- [Exercise]: Turn everything in the items from the line containing "target: tv screen" down to the line containing "279 159 L 279", both included, into a numbered list with blank lines dropped. Leave the pictures out.

- [Material to process]:

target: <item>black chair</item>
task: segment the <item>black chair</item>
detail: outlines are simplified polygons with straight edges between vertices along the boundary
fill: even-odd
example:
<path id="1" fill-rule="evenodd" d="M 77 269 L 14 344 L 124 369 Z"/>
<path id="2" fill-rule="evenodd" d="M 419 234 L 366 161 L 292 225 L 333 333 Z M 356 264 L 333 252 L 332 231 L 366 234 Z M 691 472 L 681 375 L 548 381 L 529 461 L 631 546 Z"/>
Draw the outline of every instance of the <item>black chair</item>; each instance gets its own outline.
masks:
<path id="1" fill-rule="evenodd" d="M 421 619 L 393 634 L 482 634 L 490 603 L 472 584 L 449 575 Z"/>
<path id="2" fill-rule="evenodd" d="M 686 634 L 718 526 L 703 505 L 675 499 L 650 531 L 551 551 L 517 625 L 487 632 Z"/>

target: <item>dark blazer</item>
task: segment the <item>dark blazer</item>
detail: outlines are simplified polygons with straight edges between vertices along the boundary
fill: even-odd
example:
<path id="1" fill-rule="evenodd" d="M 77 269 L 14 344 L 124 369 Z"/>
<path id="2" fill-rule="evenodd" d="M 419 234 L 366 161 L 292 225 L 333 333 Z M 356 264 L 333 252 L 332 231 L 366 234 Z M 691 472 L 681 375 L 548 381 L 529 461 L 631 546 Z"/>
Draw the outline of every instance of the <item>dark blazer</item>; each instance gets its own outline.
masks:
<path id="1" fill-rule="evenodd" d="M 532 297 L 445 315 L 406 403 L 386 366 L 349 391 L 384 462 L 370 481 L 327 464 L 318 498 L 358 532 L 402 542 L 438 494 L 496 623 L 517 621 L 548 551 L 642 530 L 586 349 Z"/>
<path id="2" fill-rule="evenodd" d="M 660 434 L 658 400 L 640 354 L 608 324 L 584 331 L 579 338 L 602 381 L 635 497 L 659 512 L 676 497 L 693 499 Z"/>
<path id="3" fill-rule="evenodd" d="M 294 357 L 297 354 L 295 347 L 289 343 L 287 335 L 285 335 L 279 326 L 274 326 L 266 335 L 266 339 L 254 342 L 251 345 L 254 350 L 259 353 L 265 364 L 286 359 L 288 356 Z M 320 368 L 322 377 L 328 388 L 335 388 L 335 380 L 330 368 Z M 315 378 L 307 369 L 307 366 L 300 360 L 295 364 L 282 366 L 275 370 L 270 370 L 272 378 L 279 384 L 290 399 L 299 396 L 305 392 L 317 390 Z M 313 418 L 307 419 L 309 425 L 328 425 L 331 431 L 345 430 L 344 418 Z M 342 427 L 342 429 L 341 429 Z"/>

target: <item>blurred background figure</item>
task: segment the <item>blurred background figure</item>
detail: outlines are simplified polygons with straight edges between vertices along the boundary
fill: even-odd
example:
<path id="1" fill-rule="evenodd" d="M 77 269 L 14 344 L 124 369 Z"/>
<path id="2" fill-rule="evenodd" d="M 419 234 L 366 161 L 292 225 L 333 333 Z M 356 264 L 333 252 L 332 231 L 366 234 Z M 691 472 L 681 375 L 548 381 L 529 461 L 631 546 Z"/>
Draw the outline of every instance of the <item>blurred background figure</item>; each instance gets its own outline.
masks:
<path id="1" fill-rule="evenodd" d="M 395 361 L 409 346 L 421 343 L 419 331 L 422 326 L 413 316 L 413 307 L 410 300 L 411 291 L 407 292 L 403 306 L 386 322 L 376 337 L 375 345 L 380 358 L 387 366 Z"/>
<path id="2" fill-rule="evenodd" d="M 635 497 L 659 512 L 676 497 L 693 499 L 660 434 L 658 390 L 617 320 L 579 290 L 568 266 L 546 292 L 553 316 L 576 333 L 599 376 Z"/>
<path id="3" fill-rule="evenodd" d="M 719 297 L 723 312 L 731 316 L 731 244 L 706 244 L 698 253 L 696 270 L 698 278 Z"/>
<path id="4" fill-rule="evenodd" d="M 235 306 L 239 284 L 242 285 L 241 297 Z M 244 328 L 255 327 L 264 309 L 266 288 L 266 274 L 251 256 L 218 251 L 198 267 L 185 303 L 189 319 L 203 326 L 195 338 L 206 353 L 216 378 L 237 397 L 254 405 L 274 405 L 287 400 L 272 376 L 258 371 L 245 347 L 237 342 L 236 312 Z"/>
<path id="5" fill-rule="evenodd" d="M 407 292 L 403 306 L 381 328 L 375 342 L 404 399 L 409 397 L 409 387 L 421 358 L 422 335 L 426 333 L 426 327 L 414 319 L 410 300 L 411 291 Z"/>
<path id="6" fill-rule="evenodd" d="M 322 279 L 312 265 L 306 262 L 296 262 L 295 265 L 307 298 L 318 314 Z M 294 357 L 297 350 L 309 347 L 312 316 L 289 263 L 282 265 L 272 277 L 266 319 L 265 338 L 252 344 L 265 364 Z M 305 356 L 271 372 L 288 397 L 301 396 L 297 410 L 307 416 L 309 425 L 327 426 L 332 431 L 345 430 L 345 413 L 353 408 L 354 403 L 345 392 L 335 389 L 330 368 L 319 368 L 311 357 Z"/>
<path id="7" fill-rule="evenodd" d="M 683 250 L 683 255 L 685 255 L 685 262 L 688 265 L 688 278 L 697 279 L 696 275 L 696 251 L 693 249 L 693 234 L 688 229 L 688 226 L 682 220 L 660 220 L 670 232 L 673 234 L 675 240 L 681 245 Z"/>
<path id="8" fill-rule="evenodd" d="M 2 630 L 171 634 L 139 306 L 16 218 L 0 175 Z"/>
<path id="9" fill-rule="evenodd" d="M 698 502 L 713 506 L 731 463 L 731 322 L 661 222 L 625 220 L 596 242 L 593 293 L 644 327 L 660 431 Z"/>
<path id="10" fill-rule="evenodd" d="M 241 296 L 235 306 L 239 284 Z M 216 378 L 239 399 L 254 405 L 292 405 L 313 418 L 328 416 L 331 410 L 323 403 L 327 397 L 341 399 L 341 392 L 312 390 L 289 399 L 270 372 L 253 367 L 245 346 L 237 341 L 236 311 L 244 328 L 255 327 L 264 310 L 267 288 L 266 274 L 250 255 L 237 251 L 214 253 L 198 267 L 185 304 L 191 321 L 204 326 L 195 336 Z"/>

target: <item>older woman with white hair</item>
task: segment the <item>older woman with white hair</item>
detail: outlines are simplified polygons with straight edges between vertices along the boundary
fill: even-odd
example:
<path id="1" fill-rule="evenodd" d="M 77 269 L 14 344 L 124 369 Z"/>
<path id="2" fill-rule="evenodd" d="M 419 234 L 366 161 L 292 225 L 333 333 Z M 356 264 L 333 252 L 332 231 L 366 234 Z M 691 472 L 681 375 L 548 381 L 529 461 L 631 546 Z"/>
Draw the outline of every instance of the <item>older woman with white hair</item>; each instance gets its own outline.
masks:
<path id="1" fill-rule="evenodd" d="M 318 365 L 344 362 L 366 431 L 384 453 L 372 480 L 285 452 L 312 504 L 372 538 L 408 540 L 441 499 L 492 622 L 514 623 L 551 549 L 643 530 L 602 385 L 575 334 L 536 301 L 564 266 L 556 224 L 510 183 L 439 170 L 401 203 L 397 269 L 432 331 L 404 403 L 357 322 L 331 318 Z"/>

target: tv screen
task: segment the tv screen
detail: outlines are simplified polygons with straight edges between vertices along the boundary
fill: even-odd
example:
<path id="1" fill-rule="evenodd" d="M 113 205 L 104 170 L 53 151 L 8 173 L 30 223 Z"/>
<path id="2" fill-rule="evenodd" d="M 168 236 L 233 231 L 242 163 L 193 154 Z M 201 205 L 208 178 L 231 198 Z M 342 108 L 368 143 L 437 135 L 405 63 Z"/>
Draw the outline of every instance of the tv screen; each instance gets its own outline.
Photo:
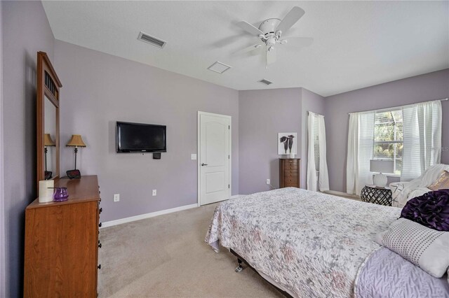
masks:
<path id="1" fill-rule="evenodd" d="M 118 152 L 167 152 L 167 127 L 117 122 Z"/>

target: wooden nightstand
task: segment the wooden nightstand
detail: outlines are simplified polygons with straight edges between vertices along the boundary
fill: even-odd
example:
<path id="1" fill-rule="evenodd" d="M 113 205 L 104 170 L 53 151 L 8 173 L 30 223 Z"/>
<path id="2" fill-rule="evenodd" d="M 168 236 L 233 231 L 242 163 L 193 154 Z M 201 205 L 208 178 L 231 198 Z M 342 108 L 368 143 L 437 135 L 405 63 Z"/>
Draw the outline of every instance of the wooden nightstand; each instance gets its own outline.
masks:
<path id="1" fill-rule="evenodd" d="M 279 159 L 279 188 L 300 187 L 300 161 L 299 158 Z"/>

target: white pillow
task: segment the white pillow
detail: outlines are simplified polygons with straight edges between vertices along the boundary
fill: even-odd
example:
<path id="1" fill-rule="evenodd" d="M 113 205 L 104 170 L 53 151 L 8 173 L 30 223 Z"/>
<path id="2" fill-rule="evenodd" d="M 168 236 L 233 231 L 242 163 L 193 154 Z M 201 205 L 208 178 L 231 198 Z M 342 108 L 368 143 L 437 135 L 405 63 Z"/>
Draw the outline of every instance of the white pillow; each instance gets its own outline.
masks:
<path id="1" fill-rule="evenodd" d="M 394 221 L 376 242 L 441 278 L 449 268 L 449 232 L 430 229 L 406 218 Z"/>

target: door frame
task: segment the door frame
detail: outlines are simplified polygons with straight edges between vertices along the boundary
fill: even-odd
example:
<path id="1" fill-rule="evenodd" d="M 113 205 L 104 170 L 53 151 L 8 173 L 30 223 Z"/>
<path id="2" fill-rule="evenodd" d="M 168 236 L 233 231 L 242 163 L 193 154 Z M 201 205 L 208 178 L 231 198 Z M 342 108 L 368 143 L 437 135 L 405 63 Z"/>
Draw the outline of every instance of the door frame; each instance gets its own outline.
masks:
<path id="1" fill-rule="evenodd" d="M 197 124 L 197 134 L 196 134 L 196 140 L 197 140 L 197 147 L 196 147 L 196 180 L 198 182 L 197 186 L 197 201 L 196 204 L 199 207 L 201 206 L 201 165 L 200 162 L 201 160 L 201 115 L 209 115 L 209 116 L 215 116 L 220 117 L 222 118 L 229 119 L 229 197 L 232 195 L 232 117 L 228 115 L 222 115 L 222 114 L 215 114 L 213 113 L 208 113 L 208 112 L 201 112 L 200 111 L 198 111 L 198 124 Z"/>

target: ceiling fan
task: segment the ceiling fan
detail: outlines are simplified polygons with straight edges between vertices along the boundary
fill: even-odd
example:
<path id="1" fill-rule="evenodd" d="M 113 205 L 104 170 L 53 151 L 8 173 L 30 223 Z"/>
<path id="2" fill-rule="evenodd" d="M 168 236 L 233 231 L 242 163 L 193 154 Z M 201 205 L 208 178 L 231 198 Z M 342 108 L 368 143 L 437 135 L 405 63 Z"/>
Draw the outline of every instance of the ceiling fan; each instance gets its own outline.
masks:
<path id="1" fill-rule="evenodd" d="M 237 26 L 243 29 L 251 35 L 260 38 L 262 43 L 256 43 L 239 51 L 239 52 L 249 52 L 262 48 L 265 44 L 266 66 L 276 61 L 276 43 L 285 45 L 288 43 L 294 47 L 306 47 L 310 45 L 314 38 L 310 37 L 285 37 L 282 35 L 293 26 L 304 15 L 305 11 L 302 8 L 295 6 L 287 13 L 287 15 L 281 20 L 277 18 L 267 19 L 263 21 L 259 28 L 256 28 L 246 21 L 239 22 Z"/>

- [Written answer]:
1. target: tv screen
2. task: segment the tv screen
3. detail: outlines are simplified polygons with straight edges between vertices along the boundary
4. fill: even-odd
5. example:
6. <path id="1" fill-rule="evenodd" d="M 113 205 L 104 170 L 53 151 L 8 173 L 30 223 Z"/>
7. <path id="2" fill-rule="evenodd" d="M 168 236 L 233 231 L 242 163 L 193 154 Z M 201 205 L 208 178 L 231 198 Z M 342 108 L 368 143 L 437 135 L 405 63 Z"/>
8. Draw the outline of every instance of the tv screen; each instance gets its own outline.
9. Photo:
10. masks:
11. <path id="1" fill-rule="evenodd" d="M 118 152 L 167 152 L 167 127 L 117 122 Z"/>
12. target: wooden nightstand
13. task: segment the wooden nightstand
14. detail: outlines are simplified polygons with straight edges between vertices along the boundary
15. fill: even-odd
16. example:
17. <path id="1" fill-rule="evenodd" d="M 113 205 L 104 170 L 53 151 L 8 173 L 30 223 Z"/>
18. <path id="2" fill-rule="evenodd" d="M 168 236 L 233 231 L 242 163 L 193 154 Z M 201 205 L 208 178 L 231 198 Z M 342 108 L 368 143 L 437 135 L 405 63 Z"/>
19. Draw the outline of every instance of the wooden nightstand; each instance gets its own outline.
20. masks:
21. <path id="1" fill-rule="evenodd" d="M 279 159 L 279 188 L 300 187 L 300 161 L 299 158 Z"/>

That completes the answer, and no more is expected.